OBJECTIF 1:
Résumez le texte fourni en deux phrases.
OBJECTIF 2:
Actualisez le passage du texte fourni qui s'ouvre sur les mots « Le livre d’Antoine » et s'achève sur « de se refermer. », en y substituant « galets » à « cailloux ».

TEXTE FOURNI:
◆ ◆ ◆ ◆ ◆
Antoine Desjardins est de cette lignée d’écrivain.e.s qui se préoccupent avant tout de l’état de notre planète ignée. Indice des feux est un premier recueil convaincant de sept nouvelles qui s’intéressent à toutes les sortes d’incendies. Les petits et les grands, directement ou indirectement causés par l’homme, qui coupent maintenant et couperont encore demain nos lignes de vie.
Le livre d’Antoine Desjardins ne crie pas au feu. Comme le titre le suggère, le nouvel auteur sème des indices, comme de petits cailloux sur la route, avertissant d’un éboulement imminent. Ces pierres ne sont pas des mines antipersonnelles non plus; elles n’explosent pas au visage et on pourrait, presque, ne pas les détecter. Mais à force d’avancer, le temps passé en compagnie des personnages attachants d’Indice des feux ouvre une subtile brèche qui refuse de se refermer.
Antoine Desjardins est un jeune homme inquiet. Ce premier livre dresse un tableau de ce qui le tracasse dans l’état du monde actuel comme la disparition de la faune et de la flore, de l’innocence aussi. Sa sensibilité se penche sur toutes les formes de vie et son cœur flanche. Et la pandémie ne fait rien pour atténuer cet état de choses.
◆ ◆ ◆ ◆ ◆
DONNÉES FOURNIES:
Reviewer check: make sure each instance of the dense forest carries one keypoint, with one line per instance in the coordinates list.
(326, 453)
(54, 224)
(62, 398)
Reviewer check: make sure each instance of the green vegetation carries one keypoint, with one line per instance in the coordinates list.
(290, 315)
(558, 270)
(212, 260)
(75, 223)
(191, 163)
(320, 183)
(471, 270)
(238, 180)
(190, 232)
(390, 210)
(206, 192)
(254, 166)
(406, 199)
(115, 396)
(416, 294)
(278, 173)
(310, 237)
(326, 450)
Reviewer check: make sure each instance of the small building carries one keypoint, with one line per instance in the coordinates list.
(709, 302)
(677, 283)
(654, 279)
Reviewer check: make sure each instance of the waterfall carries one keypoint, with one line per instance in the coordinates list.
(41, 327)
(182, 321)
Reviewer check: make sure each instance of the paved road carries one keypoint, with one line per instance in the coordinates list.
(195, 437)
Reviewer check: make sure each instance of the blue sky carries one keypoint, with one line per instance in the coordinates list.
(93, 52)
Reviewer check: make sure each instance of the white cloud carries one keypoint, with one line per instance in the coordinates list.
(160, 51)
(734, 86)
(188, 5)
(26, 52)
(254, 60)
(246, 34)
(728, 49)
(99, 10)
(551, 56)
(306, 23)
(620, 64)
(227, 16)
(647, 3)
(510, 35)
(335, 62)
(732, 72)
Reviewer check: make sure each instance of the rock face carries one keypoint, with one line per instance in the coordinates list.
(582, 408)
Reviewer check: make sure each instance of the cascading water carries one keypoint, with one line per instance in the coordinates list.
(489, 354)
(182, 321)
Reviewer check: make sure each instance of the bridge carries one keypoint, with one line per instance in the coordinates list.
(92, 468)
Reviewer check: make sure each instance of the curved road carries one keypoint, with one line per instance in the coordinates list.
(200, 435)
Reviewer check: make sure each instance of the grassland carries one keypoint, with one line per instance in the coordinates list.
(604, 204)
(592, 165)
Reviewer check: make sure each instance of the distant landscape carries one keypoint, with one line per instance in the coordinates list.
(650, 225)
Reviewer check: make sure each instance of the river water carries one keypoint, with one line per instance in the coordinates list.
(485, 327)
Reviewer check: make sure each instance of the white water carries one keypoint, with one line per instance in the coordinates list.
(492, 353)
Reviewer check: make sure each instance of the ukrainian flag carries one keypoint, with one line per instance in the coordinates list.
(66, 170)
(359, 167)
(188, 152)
◆ ◆ ◆ ◆ ◆
RÉPONSE RÉDIGÉE 1:
Indice des feux, premier recueil d'Antoine Desjardins, réunit sept nouvelles consacrées à toutes les sortes d'incendies. Sans crier au feu, il sème des indices discrets, et l'auteur, jeune homme inquiet, y dresse le tableau de ce qui le tracasse dans le monde actuel, comme la disparition de la faune, de la flore et de l'innocence.

RÉPONSE RÉDIGÉE 2:
Le livre d’Antoine Desjardins ne crie pas au feu. Comme le titre le suggère, le nouvel auteur sème des indices, comme de petits galets sur la route, avertissant d’un éboulement imminent. Ces pierres ne sont pas des mines antipersonnelles non plus; elles n’explosent pas au visage et on pourrait, presque, ne pas les détecter. Mais à force d’avancer, le temps passé en compagnie des personnages attachants d’Indice des feux ouvre une subtile brèche qui refuse de se refermer.